(Exercise): Pick up the passage on the Cold War and the First Amendment after its last sentence and carry it forward.
+++ Passage
Tuesday, January 20, 2015

The Cold War and the First Amendment

The Cold War Era, roughly 1917 to 1990, challenged the United States on two different levels. First, the physical safety and freedom of U.S. citizens were in danger; second, the U.S. had to counter these dangers without violating its own principles of freedom of speech and freedom of the press.

Correspondingly, the word ‘communism’ has many meanings, two of which reflect this Cold War dilemma. On the one hand, communism is an idea which citizens should be free to discuss, research, and even advocate. On the other hand, the word ‘communism’ referred during these years to an international conspiracy to kill U.S. citizens or subjugate them under a dictatorship - a conspiracy equipped both with the resources of the powerful Soviet military and with a sophisticated and extensive espionage network within the United States.

Regarding communism as an idea, the books of Karl Marx were never banned in the United States. Citizens were free to print, sell, buy, own, read, discuss, and even publicly endorse his books. Marx’s books were read and taught in universities, and citizens could, and did, form private groups to discuss them. This was America’s attempt to live up to its ideals of freedom of expression, freedom of thought, freedom of association, and freedom of assembly.
++++++
+++ Dataset rows
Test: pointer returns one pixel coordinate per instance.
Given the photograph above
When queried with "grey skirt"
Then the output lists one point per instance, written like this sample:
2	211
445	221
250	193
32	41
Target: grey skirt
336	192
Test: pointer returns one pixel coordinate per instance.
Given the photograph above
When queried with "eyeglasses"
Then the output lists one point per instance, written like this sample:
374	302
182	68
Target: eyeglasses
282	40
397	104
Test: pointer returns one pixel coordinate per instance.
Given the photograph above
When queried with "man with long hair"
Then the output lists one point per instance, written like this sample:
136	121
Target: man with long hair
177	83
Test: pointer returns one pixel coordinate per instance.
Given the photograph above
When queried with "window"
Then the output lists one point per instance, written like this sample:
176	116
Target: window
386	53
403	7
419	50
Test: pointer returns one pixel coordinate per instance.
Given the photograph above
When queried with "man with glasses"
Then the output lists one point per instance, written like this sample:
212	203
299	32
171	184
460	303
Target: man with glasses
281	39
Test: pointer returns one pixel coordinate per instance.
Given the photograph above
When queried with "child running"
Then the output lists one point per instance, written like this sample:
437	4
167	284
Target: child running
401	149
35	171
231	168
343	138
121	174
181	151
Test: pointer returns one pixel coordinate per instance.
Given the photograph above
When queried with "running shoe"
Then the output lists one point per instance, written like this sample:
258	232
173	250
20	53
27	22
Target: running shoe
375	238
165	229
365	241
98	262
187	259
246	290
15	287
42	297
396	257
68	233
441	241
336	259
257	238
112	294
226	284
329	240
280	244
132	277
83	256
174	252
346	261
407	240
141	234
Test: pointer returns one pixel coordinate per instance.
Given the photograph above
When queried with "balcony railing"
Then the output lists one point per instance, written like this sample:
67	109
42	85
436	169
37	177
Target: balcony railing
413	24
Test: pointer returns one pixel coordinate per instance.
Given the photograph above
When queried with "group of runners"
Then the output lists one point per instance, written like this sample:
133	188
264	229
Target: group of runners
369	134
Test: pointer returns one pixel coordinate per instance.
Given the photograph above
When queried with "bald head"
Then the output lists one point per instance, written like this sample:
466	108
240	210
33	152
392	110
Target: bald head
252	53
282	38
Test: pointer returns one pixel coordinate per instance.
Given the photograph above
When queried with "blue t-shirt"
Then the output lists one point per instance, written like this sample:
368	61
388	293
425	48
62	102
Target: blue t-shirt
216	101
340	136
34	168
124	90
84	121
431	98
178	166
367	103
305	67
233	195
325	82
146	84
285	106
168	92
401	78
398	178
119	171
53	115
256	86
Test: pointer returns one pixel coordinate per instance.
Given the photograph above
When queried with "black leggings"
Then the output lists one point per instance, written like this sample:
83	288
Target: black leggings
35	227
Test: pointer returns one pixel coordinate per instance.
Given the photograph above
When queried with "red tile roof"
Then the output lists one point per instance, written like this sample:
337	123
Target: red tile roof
++++++
(Task answer):
Regarding communism as an international conspiracy to overthrow the U.S. government and oppress Americans under a totalitarian regime, some historians argue that the United States was slow to develop an effective response. Already after the revolution of 1917, and increasingly after the communist victory in 1920 in the Russian civil war, Soviet intelligence organizations were creating a network of agents within the United States. By the 1930s, this network had infiltrated the federal government to the extent that one agent, Alger Hiss, had risen within the State Department to be a top advisor to FDR, consulting directly with the president.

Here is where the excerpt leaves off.